■ JOB: Your job is to retype all of the data word for word, leaving every image out.

■ GIVEN INFORMATION:
++++++

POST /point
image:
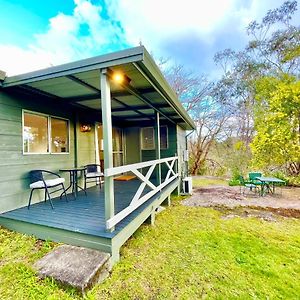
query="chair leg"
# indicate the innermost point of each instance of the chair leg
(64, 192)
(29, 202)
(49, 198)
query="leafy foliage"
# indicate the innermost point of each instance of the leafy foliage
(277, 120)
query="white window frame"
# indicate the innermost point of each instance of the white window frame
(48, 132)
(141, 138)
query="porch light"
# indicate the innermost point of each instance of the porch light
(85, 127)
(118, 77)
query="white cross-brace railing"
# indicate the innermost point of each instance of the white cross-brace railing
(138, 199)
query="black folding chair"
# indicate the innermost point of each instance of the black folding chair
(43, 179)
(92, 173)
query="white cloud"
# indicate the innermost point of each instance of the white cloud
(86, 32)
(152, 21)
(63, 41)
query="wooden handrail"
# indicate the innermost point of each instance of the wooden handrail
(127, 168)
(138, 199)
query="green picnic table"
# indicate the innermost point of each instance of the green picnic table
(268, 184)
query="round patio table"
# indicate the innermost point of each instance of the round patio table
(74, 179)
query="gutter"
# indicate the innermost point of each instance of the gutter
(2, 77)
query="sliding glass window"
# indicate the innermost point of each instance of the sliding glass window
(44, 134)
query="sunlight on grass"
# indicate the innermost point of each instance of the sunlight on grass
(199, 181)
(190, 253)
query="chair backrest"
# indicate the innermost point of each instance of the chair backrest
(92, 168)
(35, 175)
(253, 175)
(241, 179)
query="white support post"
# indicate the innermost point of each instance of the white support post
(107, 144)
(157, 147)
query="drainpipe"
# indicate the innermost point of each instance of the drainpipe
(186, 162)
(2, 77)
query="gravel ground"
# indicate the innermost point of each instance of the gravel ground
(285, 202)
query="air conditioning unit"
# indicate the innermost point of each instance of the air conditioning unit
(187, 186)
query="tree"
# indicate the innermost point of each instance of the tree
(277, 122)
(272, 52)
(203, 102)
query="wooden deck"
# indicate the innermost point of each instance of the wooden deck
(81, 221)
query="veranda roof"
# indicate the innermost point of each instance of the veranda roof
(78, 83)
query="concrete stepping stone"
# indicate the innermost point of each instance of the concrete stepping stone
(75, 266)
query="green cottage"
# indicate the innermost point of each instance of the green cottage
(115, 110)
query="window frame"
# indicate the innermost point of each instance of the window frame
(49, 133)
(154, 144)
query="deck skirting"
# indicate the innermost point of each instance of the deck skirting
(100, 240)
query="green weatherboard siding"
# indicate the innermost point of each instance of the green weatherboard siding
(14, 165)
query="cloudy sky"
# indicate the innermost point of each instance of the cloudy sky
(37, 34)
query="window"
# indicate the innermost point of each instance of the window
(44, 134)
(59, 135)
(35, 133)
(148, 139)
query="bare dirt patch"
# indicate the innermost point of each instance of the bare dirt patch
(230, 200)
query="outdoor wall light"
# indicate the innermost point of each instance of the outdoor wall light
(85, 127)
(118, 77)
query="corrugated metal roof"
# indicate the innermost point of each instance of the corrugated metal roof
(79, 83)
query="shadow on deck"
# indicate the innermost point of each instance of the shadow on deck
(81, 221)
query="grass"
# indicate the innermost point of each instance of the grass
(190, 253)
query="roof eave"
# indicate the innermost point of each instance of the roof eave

++++++

■ EXERCISE ANSWER:
POST /point
image:
query="chair leg"
# indicate the innermost point of each instance of the chair leg
(64, 192)
(29, 202)
(49, 198)
query="leafy foliage"
# indicate the innermost point of each instance of the leafy foliage
(277, 120)
query="white window frame"
# indicate the innermost point of each instance of the white window frame
(48, 132)
(141, 138)
query="porch light"
# indicate the innermost point of each instance of the porch light
(85, 127)
(118, 77)
query="white cross-brace railing"
# indicate the innermost point of each instance of the white cross-brace railing
(138, 199)
query="black folding chair"
# indicate the innermost point of each instance of the black folding chair
(43, 179)
(92, 173)
query="white cloud"
# indicate the innermost point of each instance of the white cloud
(86, 32)
(152, 21)
(63, 41)
query="wooden handrail"
# indicate the innermost point of each instance of the wooden handrail
(127, 168)
(138, 199)
query="green picnic table"
# indicate the innermost point of each instance of the green picnic table
(268, 184)
query="round patio table"
# indicate the innermost point of each instance of the round patio table
(74, 179)
query="gutter"
# indicate the innermost point of each instance of the gutter
(2, 77)
query="sliding glass window"
# indicate the innermost point of each instance of the sliding glass window
(44, 134)
query="sunlight on grass"
# indicate the innermost point of each instance of the sunlight on grass
(199, 181)
(190, 253)
query="chair backrest"
# indicate the innermost point of each instance of the chair backrest
(92, 168)
(35, 175)
(253, 175)
(241, 179)
query="white support post"
# indicate the innermost point of each instance of the white support post
(107, 144)
(157, 147)
query="drainpipe"
# indicate the innermost point of each instance of the drainpipe
(186, 162)
(2, 77)
query="gravel ground"
# indicate the innermost point of each instance of the gravel ground
(285, 202)
query="air conditioning unit"
# indicate the innermost point of each instance of the air conditioning unit
(187, 186)
query="tree"
# indicate the innermost point of each instance of the tree
(277, 122)
(272, 52)
(203, 102)
query="wooden deck"
# indicate the innermost point of each instance of the wooden deck
(81, 221)
query="veranda roof"
# indicate the innermost point of each instance of the veranda roof
(78, 83)
query="concrete stepping stone"
# indicate the innermost point of each instance of the concrete stepping stone
(75, 266)
query="green cottage"
# indicate the innermost point of each instance of the green cottage
(115, 110)
query="window frame"
# indicate the innermost point of each instance of the window frame
(49, 133)
(154, 144)
query="deck skirting"
# indicate the innermost point of each instance of the deck skirting
(100, 240)
query="green weatherboard siding"
# indicate the innermost point of each instance of the green weatherboard siding
(14, 165)
query="cloudy sky"
# indicate the innermost point of each instance of the cloudy sky
(37, 34)
query="window"
# indicate the innermost point of each instance of the window
(44, 134)
(59, 135)
(35, 133)
(148, 139)
query="bare dirt patch"
# indicate the innermost point of each instance of the bare dirt patch
(230, 200)
query="outdoor wall light"
# indicate the innermost point of each instance of the outdoor wall light
(85, 127)
(118, 77)
query="corrugated metal roof"
# indicate the innermost point of each instance of the corrugated metal roof
(79, 83)
query="shadow on deck"
# indicate the innermost point of each instance of the shadow on deck
(81, 221)
query="grass"
# indicate the innermost point of each instance of the grass
(190, 253)
query="roof eave"
# indicate the innermost point of each instance of the roof eave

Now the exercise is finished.